* THE EXERCISE: Reproduce all entries verbatim, with nothing added or dropped.

(Dataset rows on where objects appear)
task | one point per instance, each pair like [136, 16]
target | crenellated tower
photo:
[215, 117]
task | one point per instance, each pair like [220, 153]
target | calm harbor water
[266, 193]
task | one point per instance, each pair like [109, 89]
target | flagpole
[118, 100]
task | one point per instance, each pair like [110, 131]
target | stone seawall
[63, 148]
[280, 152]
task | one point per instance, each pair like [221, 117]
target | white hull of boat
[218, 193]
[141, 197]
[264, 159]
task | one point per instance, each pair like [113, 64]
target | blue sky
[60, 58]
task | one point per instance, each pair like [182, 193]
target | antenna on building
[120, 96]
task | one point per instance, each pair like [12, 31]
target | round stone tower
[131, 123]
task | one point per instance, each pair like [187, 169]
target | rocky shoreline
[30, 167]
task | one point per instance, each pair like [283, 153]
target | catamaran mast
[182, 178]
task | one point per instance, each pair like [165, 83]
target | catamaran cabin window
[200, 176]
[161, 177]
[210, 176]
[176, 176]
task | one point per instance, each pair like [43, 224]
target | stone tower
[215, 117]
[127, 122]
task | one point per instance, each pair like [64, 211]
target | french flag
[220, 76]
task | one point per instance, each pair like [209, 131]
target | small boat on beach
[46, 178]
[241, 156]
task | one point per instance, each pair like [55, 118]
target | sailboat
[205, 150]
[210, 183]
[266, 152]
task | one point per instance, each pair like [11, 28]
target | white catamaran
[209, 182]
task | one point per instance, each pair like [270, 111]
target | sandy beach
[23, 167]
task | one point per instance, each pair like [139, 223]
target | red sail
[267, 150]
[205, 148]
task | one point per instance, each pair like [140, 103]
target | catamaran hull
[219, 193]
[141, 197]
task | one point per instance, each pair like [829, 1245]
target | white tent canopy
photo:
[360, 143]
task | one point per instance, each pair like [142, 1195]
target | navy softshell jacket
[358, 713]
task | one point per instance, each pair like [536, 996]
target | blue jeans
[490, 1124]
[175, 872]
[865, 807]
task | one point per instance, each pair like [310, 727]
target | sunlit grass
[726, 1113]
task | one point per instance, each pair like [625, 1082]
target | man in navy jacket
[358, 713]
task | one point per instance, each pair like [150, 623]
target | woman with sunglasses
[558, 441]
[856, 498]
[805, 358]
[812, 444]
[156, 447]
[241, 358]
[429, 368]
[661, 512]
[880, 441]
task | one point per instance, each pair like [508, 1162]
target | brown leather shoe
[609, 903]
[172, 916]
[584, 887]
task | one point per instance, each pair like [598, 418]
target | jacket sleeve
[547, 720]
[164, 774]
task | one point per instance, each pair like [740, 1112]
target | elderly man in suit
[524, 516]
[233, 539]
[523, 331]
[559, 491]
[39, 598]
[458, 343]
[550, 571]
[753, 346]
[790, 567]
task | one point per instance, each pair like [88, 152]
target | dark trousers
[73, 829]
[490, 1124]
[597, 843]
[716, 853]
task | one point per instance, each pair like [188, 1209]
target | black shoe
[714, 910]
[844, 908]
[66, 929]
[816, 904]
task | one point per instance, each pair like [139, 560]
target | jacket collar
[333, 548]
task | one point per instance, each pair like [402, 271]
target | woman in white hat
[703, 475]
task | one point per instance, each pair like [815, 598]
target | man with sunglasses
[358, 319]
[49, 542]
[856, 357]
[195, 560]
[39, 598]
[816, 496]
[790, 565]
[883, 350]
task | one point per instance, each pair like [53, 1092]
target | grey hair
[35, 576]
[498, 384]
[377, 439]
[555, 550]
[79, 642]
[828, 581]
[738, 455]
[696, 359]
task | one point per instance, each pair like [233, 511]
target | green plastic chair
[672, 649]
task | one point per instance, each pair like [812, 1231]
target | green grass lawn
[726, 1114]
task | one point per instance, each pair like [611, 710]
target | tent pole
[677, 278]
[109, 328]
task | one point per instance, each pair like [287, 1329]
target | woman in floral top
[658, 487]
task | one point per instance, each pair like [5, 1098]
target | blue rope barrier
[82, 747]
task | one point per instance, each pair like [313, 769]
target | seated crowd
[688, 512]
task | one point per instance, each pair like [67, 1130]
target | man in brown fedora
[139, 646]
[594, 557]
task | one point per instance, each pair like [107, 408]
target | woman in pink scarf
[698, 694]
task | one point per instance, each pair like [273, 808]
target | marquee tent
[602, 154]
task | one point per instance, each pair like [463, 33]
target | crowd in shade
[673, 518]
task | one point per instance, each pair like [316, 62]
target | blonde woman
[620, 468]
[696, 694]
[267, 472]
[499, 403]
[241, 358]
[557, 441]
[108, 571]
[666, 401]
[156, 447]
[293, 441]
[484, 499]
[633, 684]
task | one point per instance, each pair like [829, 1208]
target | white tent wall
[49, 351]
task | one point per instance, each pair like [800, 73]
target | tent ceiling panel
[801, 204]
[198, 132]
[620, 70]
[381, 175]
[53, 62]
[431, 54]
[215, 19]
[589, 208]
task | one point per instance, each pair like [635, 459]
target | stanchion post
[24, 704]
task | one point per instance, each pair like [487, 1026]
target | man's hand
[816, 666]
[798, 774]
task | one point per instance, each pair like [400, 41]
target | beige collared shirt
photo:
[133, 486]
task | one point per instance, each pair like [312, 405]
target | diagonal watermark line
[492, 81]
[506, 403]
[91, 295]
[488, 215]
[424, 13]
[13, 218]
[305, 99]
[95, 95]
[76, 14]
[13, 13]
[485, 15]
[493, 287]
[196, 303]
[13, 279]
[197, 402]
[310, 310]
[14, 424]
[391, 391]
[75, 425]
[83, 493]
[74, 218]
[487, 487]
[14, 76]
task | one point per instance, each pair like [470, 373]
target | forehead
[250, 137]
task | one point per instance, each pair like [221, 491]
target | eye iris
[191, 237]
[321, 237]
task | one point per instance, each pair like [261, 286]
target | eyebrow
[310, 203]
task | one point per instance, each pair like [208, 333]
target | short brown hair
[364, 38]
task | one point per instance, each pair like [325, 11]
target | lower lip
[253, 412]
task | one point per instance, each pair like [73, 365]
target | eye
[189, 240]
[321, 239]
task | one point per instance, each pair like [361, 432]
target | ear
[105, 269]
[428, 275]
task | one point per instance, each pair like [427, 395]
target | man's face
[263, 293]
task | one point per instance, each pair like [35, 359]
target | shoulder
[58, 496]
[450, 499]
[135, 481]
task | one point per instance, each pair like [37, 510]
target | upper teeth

* TASK SOLUTION:
task | one point per instance, each pair like [136, 16]
target | crenellated tower
photo:
[215, 117]
task | one point per instance, each pair like [220, 153]
target | calm harbor water
[266, 193]
task | one point per instance, each pair like [109, 89]
target | flagpole
[118, 100]
task | one point per instance, each pair like [110, 131]
target | stone seawall
[63, 148]
[280, 152]
task | one point per instance, each pair like [221, 117]
target | white hull of boat
[218, 193]
[141, 197]
[264, 159]
task | one point per instance, each pair like [113, 64]
target | blue sky
[60, 58]
task | one point per instance, each pair like [182, 193]
target | antenna on building
[120, 96]
task | one point per instance, each pair like [12, 31]
target | round stone tower
[131, 123]
task | one point per instance, each pair like [187, 169]
target | rocky shoreline
[30, 167]
task | one point per instance, each pair like [283, 153]
target | catamaran mast
[182, 178]
task | one point per instance, each pair like [165, 83]
target | catamaran cabin window
[200, 176]
[161, 177]
[210, 176]
[176, 176]
task | one point per instance, each pair like [43, 224]
target | stone tower
[215, 117]
[127, 122]
task | one point per instance, each pair like [64, 211]
target | french flag
[220, 76]
task | one point per instance, each pair like [209, 131]
target | small boat on beach
[46, 178]
[241, 156]
task | one point per instance, each pair like [55, 118]
target | sailboat
[205, 150]
[210, 183]
[266, 152]
task | one point per instance, each pair like [11, 28]
target | white catamaran
[209, 182]
task | one point per instance, each pair like [270, 111]
target | sandy beach
[23, 167]
task | one point per instance, each pair like [139, 223]
target | red sail
[267, 150]
[205, 148]
task | one point per instance, each pair like [140, 103]
target | catamaran hull
[219, 193]
[141, 197]
task | one point per instance, each pair like [829, 1245]
target | white tent canopy
photo:
[360, 143]
task | one point per instance, each pair like [142, 1195]
target | navy softshell jacket
[358, 713]
task | one point per instance, each pair like [536, 996]
target | blue jeans
[490, 1124]
[175, 872]
[865, 807]
task | one point per instance, each pair like [310, 727]
target | sunlit grass
[726, 1113]
task | one point per instance, each pair like [625, 1082]
target | man in navy jacket
[358, 713]
task | one point per instance, each pair like [150, 623]
target | woman with sunglasses
[558, 441]
[856, 498]
[805, 358]
[812, 444]
[156, 447]
[241, 358]
[429, 368]
[661, 512]
[880, 441]
task | one point per instance, each pair like [508, 1162]
target | brown leather shoe
[609, 903]
[172, 916]
[584, 887]
task | one point per instance, each pair like [598, 418]
target | jacket sleeve
[547, 720]
[164, 774]
task | one point per instance, each pair like [740, 1112]
target | elderly man in suit
[524, 516]
[233, 539]
[523, 331]
[559, 491]
[39, 598]
[458, 343]
[550, 571]
[753, 346]
[790, 567]
task | one point per instance, each pair like [88, 152]
target | dark trousers
[73, 829]
[490, 1124]
[597, 843]
[716, 853]
task | one point per instance, each pair like [188, 1209]
target | black shoe
[714, 910]
[844, 908]
[66, 929]
[816, 904]
task | one point per instance, each pair like [139, 560]
target | jacket collar
[333, 548]
task | one point per instance, each pair like [402, 271]
target | woman in white hat
[703, 475]
task | one point per instance, each pair like [815, 598]
target | man with sunglasses
[358, 319]
[49, 542]
[856, 357]
[195, 560]
[39, 598]
[816, 496]
[790, 565]
[883, 350]
task | one point per instance, each pair like [53, 1092]
target | grey hair
[35, 576]
[498, 384]
[377, 439]
[555, 550]
[79, 642]
[828, 581]
[738, 455]
[696, 359]
task | one point per instance, each pair like [233, 511]
target | green plastic chair
[672, 649]
task | one point per instance, each pair like [812, 1231]
target | green grass lawn
[726, 1114]
task | one point per instance, each pair like [611, 710]
target | tent pole
[677, 278]
[109, 328]
task | one point per instance, each pair like [287, 1329]
target | woman in floral top
[658, 487]
task | one point per instance, each pair like [5, 1098]
target | blue rope barrier
[82, 747]
task | one point per instance, each pair like [313, 769]
target | seated crowd
[688, 512]
task | one point per instance, each pair like [67, 1130]
target | man in brown fedora
[139, 646]
[594, 557]
task | one point per instance, each pair like [107, 408]
target | woman in pink scarf
[698, 694]
task | one point per instance, each pair like [273, 808]
target | marquee tent
[602, 154]
task | one point per instance, each pair like [463, 33]
target | crowd in shade
[673, 518]
task | one point per instance, each pair like [316, 62]
target | blonde woman
[620, 468]
[696, 694]
[267, 472]
[499, 403]
[241, 358]
[557, 441]
[108, 571]
[666, 401]
[156, 447]
[293, 441]
[484, 499]
[633, 684]
task | one point per instance, each pair like [829, 1208]
target | white tent wall
[49, 351]
task | one point per instance, each pair like [800, 73]
target | tent ceiling panel
[801, 204]
[198, 132]
[620, 70]
[381, 175]
[53, 62]
[431, 54]
[215, 19]
[589, 208]
task | one point per instance, each pair like [635, 459]
target | stanchion post
[24, 704]
task | one point per instance, each pair like [487, 1026]
target | man's hand
[816, 666]
[798, 774]
task | one point per instance, each pair like [400, 41]
target | beige collared shirt
photo:
[133, 486]
task | one point per instance, each pair like [312, 405]
target | diagonal watermark line
[492, 81]
[506, 403]
[91, 295]
[488, 215]
[424, 13]
[13, 218]
[305, 99]
[95, 95]
[76, 14]
[13, 13]
[485, 15]
[493, 287]
[196, 303]
[13, 279]
[197, 402]
[310, 310]
[14, 424]
[391, 391]
[75, 425]
[83, 493]
[74, 218]
[487, 487]
[14, 76]
task | one point per instance, each pair like [470, 373]
target | forehead
[250, 137]
task | one point per instance, each pair like [221, 491]
target | eye iris
[191, 237]
[321, 237]
task | one point per instance, each pair like [261, 286]
target | eyebrow
[310, 203]
task | one point per instance, each pair like [208, 333]
target | short brown hair
[364, 38]
task | one point per instance, each pair like [325, 11]
target | lower lip
[253, 412]
task | one point per instance, each pair like [73, 365]
target | eye
[189, 240]
[321, 239]
task | one point per instance, each pair like [361, 432]
target | ear
[105, 269]
[428, 275]
task | one point per instance, each pair like [427, 395]
target | man's face
[263, 293]
task | one point per instance, each pair like [35, 359]
target | shoulder
[58, 496]
[450, 499]
[135, 481]
task | one point per instance, each pair like [37, 510]
target | upper teeth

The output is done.